When shipments of freight to be transported between different points within this State are required to be carried by two or more railway companies operating connective lines, such railway companies shall transport the same at reasonable through rates, and shall at all times give the same facilities and accommodations to local or State traffic as they give to interstate traffic over their lines of road.

SEC. 3. In the event that said railway companies fail to establish through joint rates, or fail to establish and charge reasonable rates for such through shipments, it shall be the duty of the board of railroad commissioners, and they are hereby directed, upon the application of any person or persons interested, to establish joint rates for the shipment of freight and cars over two or more connecting lines of railroad in this State, and in the making of such rates and in changing or revising the same, they shall be governed, as near as may be, by all the provisions of chapter 28 of the acts of the twenty-second general assembly, and shall take into consideration the average of rates charged by said railway companies for shipments within this State for like distances over their respective lines, and rates charged by the railway companies operating such connecting lines for joint interstate shipments for like distances. The rates established by the board of railroad commissioners shall go into effect within ten days after the same are promulgated by said board, and from and after that time the schedule of such rates shall be prima facie evidence in all of the courts of this State that the [rates so fixed are just and reasonable maximum rates for the] joint transportation of freight and cars upon the railroads for which such schedules have been fixed.

_Given information_.
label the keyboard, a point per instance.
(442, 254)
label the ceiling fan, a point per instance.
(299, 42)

_Given task 1_.
Using the railroad rates text above, say whether each statement agrees with it. Answer yes or no for each and quote the deciding words.
(a) Rates set by the board of railroad commissioners go into effect within thirty days after the board promulgates them.
(b) Railway companies operating connecting lines must give local or State traffic the same facilities and accommodations they give interstate traffic.
(c) The board of railroad commissioners establishes joint rates upon the application of any person or persons interested.
_Given task 2_.
Output the part of the railroad rates text that opens with the words containing "When shipments of" and closes with "lines of road.".
_Given task 3_.
Go on with the railroad rates text, starting from where it stops.

_Task output 1_.
(a) No: "shall go into effect within ten days after the same are promulgated by said board"
(b) Yes: "shall at all times give the same facilities and accommodations to local or State traffic as they give to interstate traffic over their lines of road"
(c) Yes: "upon the application of any person or persons interested"

_Task output 2_.
When shipments of freight to be transported between different points within this State are required to be carried by two or more railway companies operating connective lines, such railway companies shall transport the same at reasonable through rates, and shall at all times give the same facilities and accommodations to local or State traffic as they give to interstate traffic over their lines of road.

_Task output 3_.
SEC. 4. Before the promulgation of such rates, as provided in section 3 of this act, the board of railroad commissioners shall notify the railroad companies interested in the schedule of joint rates fixed by them; and they shall give said railroad companies a reasonable time thereafter to agree upon a division of the charges provided for in such schedule, and in the event of the failure of said railroad companies to agree upon a division and to notify the board of such agreement, the board of railroad commissioners shall, after a hearing of the companies interested, decide the same, taking into consideration the value of terminal facilities and all the circumstances of the haul, and the division so determined by the board shall, in all controversies or suits between the railroad companies interested, be prima facie evidence of a just and reasonable division of such charges.

In England, to whose legislation many of the American statutes for the regulation of railway traffic, including several of the features of the act to regulate commerce, are quite closely assimilated, the establishment of through routes and through rates by public authority has recently been fully provided for.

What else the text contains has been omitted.